Lines of data
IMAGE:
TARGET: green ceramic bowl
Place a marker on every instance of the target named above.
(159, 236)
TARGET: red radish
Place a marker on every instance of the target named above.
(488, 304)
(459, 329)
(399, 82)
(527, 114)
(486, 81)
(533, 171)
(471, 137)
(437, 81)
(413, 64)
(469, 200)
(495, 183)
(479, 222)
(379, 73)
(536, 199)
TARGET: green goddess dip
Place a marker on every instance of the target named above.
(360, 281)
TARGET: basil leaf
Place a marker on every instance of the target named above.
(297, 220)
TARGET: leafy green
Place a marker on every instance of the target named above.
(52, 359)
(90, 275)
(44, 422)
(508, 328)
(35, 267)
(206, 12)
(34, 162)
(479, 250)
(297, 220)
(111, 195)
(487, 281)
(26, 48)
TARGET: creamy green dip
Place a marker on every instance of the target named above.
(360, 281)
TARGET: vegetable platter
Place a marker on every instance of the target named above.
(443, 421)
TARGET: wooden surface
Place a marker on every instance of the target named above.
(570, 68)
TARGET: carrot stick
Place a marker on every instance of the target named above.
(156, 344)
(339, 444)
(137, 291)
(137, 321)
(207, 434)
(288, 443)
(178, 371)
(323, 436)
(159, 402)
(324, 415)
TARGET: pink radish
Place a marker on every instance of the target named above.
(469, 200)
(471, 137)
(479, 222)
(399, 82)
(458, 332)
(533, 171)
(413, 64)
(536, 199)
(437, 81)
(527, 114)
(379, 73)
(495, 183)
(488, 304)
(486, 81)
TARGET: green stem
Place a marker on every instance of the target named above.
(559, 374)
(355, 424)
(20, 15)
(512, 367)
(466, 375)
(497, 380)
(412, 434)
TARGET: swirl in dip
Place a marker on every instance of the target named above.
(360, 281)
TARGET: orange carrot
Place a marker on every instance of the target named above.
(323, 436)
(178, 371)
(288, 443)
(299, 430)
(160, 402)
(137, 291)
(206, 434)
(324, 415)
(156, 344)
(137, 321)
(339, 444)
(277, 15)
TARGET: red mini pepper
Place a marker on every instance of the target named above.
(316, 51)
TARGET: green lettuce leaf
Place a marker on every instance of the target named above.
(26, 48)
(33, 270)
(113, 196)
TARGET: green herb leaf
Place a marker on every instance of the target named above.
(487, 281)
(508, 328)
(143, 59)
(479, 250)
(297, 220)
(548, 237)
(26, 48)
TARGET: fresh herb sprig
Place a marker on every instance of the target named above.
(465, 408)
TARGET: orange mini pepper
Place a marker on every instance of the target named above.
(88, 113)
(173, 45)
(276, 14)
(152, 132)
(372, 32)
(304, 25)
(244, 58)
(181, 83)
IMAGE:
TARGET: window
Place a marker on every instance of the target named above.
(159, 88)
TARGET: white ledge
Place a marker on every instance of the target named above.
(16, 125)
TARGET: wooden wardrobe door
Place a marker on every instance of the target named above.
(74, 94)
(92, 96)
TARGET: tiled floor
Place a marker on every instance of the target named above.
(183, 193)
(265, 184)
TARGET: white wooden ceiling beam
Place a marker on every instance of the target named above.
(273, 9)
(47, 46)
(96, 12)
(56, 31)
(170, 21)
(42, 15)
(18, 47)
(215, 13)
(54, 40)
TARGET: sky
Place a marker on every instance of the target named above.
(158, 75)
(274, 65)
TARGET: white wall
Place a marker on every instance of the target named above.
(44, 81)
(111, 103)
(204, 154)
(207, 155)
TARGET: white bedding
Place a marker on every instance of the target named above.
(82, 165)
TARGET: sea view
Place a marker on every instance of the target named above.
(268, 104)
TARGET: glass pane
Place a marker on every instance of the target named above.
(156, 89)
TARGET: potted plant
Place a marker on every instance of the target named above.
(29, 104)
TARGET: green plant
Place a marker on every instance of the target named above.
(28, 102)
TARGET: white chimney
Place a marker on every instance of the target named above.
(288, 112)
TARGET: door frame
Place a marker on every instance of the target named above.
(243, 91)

- **SHORT EXERCISE**: Beginning with the line that contains "TARGET: red mini pepper", repeat every line through the end of the records and nothing more.

- **ANSWER FOR THIS EXERCISE**:
TARGET: red mini pepper
Place a marker on every instance of the target named above.
(316, 51)
TARGET: green lettuce leaf
Place a marker on every instance of the target named above.
(26, 48)
(33, 270)
(113, 196)
TARGET: green herb leaf
Place a marker on every instance of the target named above.
(487, 281)
(508, 328)
(143, 59)
(479, 250)
(297, 220)
(548, 237)
(26, 48)
TARGET: fresh herb sprig
Place a marker on every instance of the target named above.
(465, 408)
TARGET: orange mini pepper
Place a marker on every instance of the target named above.
(88, 113)
(173, 45)
(276, 14)
(152, 132)
(372, 32)
(304, 25)
(244, 58)
(181, 83)
IMAGE:
TARGET: window
Place a marker on every instance of the target named above.
(159, 88)
TARGET: white ledge
Place a marker on every instance of the target named above.
(16, 125)
TARGET: wooden wardrobe door
Place a marker on every instance of the target named above.
(74, 94)
(92, 96)
TARGET: tiled floor
Place a marker on every instance of the target named above.
(183, 193)
(265, 184)
TARGET: white wooden ceiling beam
Place a marker on every instance of the target named above.
(273, 9)
(47, 46)
(96, 12)
(56, 31)
(170, 21)
(42, 15)
(18, 47)
(215, 13)
(54, 40)
TARGET: sky
Place a marker on every instance of the target named above.
(158, 75)
(274, 65)
TARGET: white wall
Place a marker on every instance of the target named above.
(44, 81)
(111, 103)
(204, 154)
(207, 155)
TARGET: white bedding
Place a marker on every instance of the target named above.
(82, 165)
TARGET: sea view
Place a marker on every instance of the target named above.
(268, 104)
TARGET: glass pane
Place a marker on every instance of the target named above.
(156, 89)
TARGET: potted plant
Place a marker on every instance of the target named above.
(29, 104)
TARGET: green plant
Place a marker on every instance of the target named above.
(28, 102)
TARGET: white chimney
Place a marker on every instance of the target named above.
(288, 112)
TARGET: door frame
Place a marker on every instance of the target named above.
(243, 91)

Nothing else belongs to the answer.